• [Aim] Pick out every line in the entries below that contains the word "dirt", and copy each one in full.

[Start of Dataset excerpts]

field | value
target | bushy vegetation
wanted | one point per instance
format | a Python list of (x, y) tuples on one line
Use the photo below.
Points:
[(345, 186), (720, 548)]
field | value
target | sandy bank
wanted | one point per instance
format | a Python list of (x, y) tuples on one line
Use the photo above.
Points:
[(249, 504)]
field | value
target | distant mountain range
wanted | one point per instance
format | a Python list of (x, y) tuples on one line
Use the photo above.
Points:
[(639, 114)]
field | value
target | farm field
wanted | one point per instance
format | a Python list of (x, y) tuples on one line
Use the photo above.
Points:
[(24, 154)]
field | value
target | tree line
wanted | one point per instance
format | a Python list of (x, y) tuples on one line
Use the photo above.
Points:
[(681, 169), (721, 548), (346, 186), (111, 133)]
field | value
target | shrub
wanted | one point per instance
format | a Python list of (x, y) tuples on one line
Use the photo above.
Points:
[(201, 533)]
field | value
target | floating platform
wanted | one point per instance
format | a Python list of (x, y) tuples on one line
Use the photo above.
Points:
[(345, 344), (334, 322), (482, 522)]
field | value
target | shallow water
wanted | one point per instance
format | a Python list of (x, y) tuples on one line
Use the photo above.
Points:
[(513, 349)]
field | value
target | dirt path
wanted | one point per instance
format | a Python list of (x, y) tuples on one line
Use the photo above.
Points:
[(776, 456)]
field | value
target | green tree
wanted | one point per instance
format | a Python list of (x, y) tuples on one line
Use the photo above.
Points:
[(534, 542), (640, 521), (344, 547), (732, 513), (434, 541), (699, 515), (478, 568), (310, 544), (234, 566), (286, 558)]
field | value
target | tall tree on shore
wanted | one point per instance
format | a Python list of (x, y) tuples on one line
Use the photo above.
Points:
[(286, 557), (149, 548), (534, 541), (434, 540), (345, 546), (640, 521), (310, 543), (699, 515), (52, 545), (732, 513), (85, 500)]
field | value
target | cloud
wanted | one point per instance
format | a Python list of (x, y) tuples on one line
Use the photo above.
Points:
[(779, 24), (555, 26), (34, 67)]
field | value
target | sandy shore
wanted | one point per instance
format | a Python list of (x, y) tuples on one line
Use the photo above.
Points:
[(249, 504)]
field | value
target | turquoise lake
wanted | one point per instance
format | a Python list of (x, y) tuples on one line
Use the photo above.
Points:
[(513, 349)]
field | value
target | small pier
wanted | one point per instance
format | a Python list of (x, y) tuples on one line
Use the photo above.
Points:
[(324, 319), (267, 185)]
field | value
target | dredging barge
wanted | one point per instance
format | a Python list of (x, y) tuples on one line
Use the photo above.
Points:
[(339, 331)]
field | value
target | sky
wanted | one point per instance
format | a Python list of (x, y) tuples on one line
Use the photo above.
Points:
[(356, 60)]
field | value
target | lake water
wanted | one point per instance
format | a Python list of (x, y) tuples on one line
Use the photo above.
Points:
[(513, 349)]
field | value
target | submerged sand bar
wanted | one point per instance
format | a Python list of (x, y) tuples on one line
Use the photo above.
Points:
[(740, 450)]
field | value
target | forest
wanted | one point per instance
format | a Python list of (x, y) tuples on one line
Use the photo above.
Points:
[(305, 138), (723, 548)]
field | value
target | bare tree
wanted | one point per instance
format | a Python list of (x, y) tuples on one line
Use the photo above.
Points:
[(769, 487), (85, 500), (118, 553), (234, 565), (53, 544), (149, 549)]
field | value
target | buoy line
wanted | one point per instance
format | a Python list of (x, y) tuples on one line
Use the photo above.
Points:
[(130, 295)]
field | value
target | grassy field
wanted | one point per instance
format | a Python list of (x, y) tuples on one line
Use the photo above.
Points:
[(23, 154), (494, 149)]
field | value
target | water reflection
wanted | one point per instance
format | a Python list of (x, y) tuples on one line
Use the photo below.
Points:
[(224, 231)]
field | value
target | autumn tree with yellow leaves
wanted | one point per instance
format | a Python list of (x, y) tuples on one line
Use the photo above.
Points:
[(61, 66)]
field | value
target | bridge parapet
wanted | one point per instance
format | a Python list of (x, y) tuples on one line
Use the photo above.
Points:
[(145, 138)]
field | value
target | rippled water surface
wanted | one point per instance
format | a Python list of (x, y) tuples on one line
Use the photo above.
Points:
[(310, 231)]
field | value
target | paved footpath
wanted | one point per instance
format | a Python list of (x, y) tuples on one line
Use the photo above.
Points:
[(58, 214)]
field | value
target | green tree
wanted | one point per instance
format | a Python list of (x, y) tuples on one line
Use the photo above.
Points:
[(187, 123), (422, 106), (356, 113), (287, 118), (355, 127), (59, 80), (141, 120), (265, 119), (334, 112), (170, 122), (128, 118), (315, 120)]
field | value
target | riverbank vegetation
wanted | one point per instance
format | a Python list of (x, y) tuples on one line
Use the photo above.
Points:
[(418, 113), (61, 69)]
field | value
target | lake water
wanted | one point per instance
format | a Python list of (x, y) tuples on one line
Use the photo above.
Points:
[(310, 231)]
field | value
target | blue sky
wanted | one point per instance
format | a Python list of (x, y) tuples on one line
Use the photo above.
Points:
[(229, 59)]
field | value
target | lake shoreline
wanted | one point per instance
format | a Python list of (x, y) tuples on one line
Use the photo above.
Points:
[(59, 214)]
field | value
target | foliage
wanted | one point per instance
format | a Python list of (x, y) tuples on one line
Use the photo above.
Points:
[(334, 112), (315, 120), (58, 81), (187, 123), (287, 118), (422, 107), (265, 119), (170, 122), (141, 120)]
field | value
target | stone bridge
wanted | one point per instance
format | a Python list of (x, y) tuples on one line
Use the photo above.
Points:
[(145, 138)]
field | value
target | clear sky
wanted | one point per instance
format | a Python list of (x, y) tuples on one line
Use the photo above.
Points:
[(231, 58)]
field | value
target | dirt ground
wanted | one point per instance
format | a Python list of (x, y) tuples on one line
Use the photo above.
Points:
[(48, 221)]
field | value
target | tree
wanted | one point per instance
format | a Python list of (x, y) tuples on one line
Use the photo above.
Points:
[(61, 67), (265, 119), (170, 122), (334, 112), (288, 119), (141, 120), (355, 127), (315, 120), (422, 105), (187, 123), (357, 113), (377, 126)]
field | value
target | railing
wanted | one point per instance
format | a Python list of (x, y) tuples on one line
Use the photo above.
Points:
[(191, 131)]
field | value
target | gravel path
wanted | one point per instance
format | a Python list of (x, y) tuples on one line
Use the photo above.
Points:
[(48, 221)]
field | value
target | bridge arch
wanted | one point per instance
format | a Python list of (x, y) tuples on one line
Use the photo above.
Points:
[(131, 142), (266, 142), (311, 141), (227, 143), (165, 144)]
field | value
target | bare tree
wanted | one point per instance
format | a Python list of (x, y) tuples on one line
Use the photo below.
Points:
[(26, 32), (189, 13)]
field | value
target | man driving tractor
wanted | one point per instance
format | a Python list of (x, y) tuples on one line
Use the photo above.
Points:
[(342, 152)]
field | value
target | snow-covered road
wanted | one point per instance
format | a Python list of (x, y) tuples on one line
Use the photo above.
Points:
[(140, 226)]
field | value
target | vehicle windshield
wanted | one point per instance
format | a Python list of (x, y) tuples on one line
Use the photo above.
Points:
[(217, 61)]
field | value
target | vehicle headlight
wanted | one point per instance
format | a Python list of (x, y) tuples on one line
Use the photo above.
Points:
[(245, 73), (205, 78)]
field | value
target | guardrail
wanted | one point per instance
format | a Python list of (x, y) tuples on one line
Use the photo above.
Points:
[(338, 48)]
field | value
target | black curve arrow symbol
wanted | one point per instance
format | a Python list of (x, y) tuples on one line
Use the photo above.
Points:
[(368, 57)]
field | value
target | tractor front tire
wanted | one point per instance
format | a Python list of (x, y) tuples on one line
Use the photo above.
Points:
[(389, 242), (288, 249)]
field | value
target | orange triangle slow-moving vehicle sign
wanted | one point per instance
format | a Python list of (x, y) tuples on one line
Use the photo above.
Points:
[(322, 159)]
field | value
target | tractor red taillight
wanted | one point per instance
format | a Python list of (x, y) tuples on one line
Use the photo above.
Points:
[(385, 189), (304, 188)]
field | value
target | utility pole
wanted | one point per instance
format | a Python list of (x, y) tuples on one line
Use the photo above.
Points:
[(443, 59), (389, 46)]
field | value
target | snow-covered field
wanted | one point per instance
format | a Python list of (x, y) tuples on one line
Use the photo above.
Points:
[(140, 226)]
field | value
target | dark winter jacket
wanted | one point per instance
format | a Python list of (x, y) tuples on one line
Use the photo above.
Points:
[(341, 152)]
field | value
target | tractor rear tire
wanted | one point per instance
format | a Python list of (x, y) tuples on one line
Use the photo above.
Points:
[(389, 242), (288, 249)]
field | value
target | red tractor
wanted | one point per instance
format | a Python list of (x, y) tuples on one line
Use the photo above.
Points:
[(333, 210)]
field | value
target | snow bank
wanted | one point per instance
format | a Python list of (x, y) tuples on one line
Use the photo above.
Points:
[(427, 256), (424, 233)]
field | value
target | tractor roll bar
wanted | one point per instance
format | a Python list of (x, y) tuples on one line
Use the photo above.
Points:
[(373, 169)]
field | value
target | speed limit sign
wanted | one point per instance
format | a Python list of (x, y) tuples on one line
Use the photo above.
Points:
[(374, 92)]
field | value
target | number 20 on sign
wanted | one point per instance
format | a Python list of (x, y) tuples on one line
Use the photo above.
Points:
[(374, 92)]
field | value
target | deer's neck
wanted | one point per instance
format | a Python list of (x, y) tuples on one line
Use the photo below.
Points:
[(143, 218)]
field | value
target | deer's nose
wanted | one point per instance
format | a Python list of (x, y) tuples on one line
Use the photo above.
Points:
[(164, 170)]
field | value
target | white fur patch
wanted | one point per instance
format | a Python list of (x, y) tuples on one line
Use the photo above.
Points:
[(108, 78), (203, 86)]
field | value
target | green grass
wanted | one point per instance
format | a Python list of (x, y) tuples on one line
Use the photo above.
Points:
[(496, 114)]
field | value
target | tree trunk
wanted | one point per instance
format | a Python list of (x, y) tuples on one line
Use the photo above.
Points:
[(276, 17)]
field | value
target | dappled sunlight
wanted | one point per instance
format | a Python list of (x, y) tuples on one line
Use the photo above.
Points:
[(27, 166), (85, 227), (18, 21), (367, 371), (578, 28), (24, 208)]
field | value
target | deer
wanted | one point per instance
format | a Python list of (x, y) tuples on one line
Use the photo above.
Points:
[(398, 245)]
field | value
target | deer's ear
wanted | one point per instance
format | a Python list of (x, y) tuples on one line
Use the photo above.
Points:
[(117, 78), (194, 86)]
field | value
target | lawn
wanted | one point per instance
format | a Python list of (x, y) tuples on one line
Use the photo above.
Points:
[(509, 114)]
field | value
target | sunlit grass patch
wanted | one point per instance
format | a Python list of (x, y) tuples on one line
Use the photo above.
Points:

[End of Dataset excerpts]

• [Solved problem]
target | dirt path
target | dirt ground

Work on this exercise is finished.